WHAT THE TASK REQUIRES
Find every line below that contains the word "range" and copy each of those lines in full.
### INFORMATION SHOWN
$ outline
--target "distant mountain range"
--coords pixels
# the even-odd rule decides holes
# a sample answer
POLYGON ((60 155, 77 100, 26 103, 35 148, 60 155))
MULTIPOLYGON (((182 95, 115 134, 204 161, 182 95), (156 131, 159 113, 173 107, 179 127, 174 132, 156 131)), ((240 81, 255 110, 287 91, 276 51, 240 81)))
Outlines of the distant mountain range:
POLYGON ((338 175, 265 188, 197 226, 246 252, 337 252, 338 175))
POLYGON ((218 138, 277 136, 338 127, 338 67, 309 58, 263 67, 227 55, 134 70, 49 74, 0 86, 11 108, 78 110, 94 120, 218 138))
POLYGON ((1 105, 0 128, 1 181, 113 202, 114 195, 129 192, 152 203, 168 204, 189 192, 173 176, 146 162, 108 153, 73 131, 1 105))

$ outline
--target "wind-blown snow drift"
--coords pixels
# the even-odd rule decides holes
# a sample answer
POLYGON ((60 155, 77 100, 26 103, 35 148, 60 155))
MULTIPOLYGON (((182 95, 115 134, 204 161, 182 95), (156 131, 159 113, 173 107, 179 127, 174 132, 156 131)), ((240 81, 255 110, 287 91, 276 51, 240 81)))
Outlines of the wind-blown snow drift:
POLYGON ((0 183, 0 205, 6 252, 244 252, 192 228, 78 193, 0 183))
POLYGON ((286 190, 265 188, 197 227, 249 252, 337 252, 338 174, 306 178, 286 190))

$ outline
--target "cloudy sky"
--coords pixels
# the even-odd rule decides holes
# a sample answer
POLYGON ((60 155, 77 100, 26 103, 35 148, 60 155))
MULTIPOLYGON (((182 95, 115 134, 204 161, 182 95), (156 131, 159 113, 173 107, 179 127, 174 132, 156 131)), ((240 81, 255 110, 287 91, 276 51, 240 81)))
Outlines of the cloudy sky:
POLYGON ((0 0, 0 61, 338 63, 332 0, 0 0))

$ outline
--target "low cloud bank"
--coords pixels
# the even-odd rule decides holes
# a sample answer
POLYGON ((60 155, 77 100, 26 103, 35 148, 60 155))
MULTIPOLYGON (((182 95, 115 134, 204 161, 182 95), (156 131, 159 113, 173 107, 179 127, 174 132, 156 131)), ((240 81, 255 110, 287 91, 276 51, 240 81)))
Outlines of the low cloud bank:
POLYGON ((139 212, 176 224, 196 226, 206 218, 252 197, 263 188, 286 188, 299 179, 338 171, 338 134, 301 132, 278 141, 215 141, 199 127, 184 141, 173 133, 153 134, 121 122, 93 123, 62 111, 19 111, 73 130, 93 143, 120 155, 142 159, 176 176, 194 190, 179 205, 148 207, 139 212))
######
### INFORMATION SHOWN
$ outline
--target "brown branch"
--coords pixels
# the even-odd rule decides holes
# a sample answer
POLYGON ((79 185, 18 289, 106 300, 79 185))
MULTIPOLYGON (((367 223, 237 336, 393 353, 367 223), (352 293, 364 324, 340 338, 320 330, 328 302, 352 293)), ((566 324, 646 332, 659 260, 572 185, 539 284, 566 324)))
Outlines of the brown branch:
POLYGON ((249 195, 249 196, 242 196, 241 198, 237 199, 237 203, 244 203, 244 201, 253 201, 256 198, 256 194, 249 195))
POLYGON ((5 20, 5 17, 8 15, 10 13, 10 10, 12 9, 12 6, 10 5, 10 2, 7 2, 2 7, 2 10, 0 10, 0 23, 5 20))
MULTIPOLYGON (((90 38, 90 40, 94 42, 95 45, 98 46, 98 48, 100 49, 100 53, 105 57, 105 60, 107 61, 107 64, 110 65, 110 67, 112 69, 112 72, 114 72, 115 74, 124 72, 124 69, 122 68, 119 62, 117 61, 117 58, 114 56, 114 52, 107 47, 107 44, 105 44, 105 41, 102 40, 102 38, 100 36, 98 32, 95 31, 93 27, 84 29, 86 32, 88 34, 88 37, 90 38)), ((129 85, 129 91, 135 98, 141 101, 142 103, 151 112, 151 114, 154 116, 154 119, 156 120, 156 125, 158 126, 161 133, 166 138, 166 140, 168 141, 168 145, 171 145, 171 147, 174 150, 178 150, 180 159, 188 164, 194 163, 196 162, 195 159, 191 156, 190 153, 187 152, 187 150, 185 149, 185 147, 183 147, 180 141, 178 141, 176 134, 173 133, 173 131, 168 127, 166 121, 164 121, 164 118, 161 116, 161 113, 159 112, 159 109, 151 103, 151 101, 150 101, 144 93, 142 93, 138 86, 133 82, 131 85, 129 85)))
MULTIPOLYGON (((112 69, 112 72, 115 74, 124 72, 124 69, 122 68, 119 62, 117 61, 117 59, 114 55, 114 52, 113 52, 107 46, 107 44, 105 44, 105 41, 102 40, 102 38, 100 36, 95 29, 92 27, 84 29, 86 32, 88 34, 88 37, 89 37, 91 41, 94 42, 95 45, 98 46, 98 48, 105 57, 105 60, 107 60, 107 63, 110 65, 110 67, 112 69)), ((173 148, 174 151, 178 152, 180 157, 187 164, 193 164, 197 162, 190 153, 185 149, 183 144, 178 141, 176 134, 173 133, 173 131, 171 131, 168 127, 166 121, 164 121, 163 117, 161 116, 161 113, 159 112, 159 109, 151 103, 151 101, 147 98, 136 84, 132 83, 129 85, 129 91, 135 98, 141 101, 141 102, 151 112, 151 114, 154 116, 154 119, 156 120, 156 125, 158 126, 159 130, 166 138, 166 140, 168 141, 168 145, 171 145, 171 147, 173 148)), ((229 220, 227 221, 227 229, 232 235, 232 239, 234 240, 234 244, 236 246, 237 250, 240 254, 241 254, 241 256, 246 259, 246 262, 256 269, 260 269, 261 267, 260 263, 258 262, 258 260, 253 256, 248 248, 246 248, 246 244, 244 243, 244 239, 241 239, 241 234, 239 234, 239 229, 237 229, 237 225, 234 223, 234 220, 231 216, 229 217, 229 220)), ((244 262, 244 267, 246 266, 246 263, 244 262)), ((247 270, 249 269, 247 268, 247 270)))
######
TASK ANSWER
--target "distant mountain range"
Outlines of the distant mountain range:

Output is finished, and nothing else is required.